(Records from a dataset)
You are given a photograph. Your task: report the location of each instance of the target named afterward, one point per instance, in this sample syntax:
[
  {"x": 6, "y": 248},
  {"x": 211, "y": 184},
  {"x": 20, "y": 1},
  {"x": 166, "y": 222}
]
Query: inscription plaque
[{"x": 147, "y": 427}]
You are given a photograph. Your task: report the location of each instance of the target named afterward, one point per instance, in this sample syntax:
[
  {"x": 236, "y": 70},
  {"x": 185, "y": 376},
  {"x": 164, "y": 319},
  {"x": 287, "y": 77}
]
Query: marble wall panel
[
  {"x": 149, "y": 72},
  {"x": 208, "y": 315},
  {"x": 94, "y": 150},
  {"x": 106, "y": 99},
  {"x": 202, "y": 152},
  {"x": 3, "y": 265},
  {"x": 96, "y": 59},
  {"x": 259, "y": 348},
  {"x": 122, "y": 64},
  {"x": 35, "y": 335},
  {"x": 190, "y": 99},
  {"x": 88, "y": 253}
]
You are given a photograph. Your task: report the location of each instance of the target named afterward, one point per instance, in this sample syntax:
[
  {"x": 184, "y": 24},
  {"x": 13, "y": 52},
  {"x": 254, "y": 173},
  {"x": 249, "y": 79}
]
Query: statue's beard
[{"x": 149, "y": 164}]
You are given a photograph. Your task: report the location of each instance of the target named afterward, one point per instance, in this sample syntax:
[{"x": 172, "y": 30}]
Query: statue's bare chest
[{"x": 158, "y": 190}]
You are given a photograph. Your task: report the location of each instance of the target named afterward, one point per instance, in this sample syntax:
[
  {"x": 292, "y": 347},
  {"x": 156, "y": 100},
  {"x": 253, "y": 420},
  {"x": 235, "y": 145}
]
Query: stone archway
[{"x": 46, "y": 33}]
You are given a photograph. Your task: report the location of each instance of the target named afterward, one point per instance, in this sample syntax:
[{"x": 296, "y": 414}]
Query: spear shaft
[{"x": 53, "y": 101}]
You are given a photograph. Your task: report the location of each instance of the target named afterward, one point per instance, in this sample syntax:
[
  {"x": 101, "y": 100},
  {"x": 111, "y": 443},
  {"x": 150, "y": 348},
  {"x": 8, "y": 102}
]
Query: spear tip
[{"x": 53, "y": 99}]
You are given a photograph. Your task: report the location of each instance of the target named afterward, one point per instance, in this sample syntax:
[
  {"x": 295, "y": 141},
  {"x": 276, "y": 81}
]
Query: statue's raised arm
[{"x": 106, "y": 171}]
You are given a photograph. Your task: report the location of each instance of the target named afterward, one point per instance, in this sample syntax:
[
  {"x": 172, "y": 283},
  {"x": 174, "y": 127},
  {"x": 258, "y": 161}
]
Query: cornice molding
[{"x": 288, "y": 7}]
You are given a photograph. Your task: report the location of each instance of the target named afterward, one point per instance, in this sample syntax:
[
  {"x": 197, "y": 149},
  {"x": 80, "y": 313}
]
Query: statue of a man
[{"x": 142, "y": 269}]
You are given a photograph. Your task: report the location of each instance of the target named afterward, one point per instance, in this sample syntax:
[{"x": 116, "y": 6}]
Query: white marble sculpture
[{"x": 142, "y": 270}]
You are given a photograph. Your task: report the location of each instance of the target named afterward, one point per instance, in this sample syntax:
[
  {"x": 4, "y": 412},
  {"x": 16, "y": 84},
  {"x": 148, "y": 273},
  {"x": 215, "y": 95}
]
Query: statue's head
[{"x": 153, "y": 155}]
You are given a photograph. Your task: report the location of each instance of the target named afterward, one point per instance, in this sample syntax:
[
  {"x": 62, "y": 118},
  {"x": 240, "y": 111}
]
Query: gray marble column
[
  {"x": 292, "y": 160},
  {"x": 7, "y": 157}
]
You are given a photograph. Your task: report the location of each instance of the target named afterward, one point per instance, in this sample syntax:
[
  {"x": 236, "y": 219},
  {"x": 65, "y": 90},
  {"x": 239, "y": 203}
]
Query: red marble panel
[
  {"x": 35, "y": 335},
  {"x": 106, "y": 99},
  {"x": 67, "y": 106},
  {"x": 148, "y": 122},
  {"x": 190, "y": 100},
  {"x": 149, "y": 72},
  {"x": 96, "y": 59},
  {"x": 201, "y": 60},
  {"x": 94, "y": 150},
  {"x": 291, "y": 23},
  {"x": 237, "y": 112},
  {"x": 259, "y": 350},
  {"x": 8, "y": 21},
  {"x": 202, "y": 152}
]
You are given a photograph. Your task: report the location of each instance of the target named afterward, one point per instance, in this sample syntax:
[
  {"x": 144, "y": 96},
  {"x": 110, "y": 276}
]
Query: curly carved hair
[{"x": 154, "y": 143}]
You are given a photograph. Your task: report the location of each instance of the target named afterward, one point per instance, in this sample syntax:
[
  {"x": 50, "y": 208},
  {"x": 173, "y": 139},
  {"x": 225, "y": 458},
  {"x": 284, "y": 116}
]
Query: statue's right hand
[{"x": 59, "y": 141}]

▶ [Goal of the exercise] All entries should be given again precisely as they appear above.

▶ [Response to this exercise]
You are given a photograph. Your task: report the location of each instance of the target named afterward, one point per instance, in this sample syntax:
[
  {"x": 6, "y": 248},
  {"x": 211, "y": 184},
  {"x": 20, "y": 1},
  {"x": 166, "y": 222}
]
Query: inscription plaque
[{"x": 147, "y": 427}]
You are given a photograph. Your task: report the location of each instance of the target named afterward, one point per instance, in this sample syntax:
[
  {"x": 236, "y": 70},
  {"x": 185, "y": 376},
  {"x": 164, "y": 319},
  {"x": 287, "y": 77}
]
Query: marble wall panel
[
  {"x": 149, "y": 72},
  {"x": 208, "y": 315},
  {"x": 94, "y": 150},
  {"x": 106, "y": 99},
  {"x": 202, "y": 152},
  {"x": 3, "y": 265},
  {"x": 96, "y": 59},
  {"x": 259, "y": 348},
  {"x": 122, "y": 64},
  {"x": 35, "y": 335},
  {"x": 190, "y": 99},
  {"x": 88, "y": 253}
]
You are given a photograph. Your task: report the location of each instance of the target named afterward, one point per instance, in this sample syntax:
[
  {"x": 184, "y": 24},
  {"x": 13, "y": 52},
  {"x": 254, "y": 173},
  {"x": 249, "y": 79}
]
Query: statue's beard
[{"x": 149, "y": 164}]
You are given a photograph. Your task: report the location of each instance of the target named afterward, one point per instance, in this sample syntax:
[{"x": 172, "y": 30}]
Query: statue's bare chest
[{"x": 158, "y": 190}]
You are given a photograph. Your task: report the location of each instance of the target named afterward, one point per instance, in this sample syntax:
[
  {"x": 292, "y": 347},
  {"x": 156, "y": 100},
  {"x": 253, "y": 420},
  {"x": 235, "y": 145}
]
Query: stone archway
[{"x": 46, "y": 33}]
You are given a photograph. Your task: report the location of each instance of the target named afterward, one point per instance, in this sample syntax:
[{"x": 296, "y": 414}]
Query: spear shaft
[{"x": 53, "y": 101}]
You are given a photograph. Your task: report the location of each instance of the target named afterward, one point per instance, in this sample syntax:
[
  {"x": 101, "y": 100},
  {"x": 111, "y": 443},
  {"x": 150, "y": 348},
  {"x": 8, "y": 102}
]
Query: spear tip
[{"x": 53, "y": 99}]
You are given a photograph. Your task: report the location of each instance of the target named afterward, one point per instance, in this sample syntax:
[
  {"x": 295, "y": 141},
  {"x": 276, "y": 81}
]
Query: statue's raised arm
[{"x": 106, "y": 171}]
You are given a photograph. Your task: report the location of each instance of the target named afterward, one point per instance, in this sample syntax:
[
  {"x": 172, "y": 283},
  {"x": 174, "y": 127},
  {"x": 258, "y": 161}
]
Query: cornice molding
[{"x": 288, "y": 7}]
You are given a photograph. Your task: report the location of each instance of the target named afterward, one point per instance, in this sample syntax:
[
  {"x": 197, "y": 149},
  {"x": 80, "y": 313}
]
Query: statue of a man
[{"x": 142, "y": 269}]
You are given a photograph. Your task: report the location of each instance of the target named afterward, one point per instance, in this sample syntax:
[{"x": 116, "y": 6}]
Query: white marble sculpture
[{"x": 142, "y": 270}]
You are given a photograph. Your task: report the location of each instance of the target named afterward, one point per instance, in this sample syntax:
[
  {"x": 4, "y": 412},
  {"x": 16, "y": 84},
  {"x": 148, "y": 273},
  {"x": 215, "y": 95}
]
Query: statue's head
[{"x": 153, "y": 155}]
You are given a photograph. Your task: report the location of each instance of the target named afterward, one point per instance, in this sample syntax:
[
  {"x": 62, "y": 118},
  {"x": 240, "y": 111}
]
Query: gray marble column
[
  {"x": 292, "y": 160},
  {"x": 7, "y": 157}
]
You are given a photograph. Your task: report the location of each instance of the target named afterward, one point per instance, in this sample syntax:
[
  {"x": 236, "y": 219},
  {"x": 65, "y": 90},
  {"x": 239, "y": 203}
]
Query: red marble panel
[
  {"x": 35, "y": 335},
  {"x": 106, "y": 99},
  {"x": 67, "y": 106},
  {"x": 148, "y": 122},
  {"x": 190, "y": 100},
  {"x": 149, "y": 72},
  {"x": 96, "y": 59},
  {"x": 201, "y": 60},
  {"x": 94, "y": 150},
  {"x": 291, "y": 23},
  {"x": 237, "y": 112},
  {"x": 259, "y": 350},
  {"x": 8, "y": 21},
  {"x": 202, "y": 152}
]
You are given a photograph. Your task: report the location of each instance of the target named afterward, one point per instance, in this sample syntax:
[
  {"x": 144, "y": 96},
  {"x": 110, "y": 276}
]
Query: curly carved hair
[{"x": 154, "y": 143}]
You are given a photograph. Your task: report the location of each instance of the target named afterward, one point per instance, in this sample syntax:
[
  {"x": 50, "y": 208},
  {"x": 173, "y": 139},
  {"x": 225, "y": 458},
  {"x": 284, "y": 116}
]
Query: statue's right hand
[{"x": 59, "y": 141}]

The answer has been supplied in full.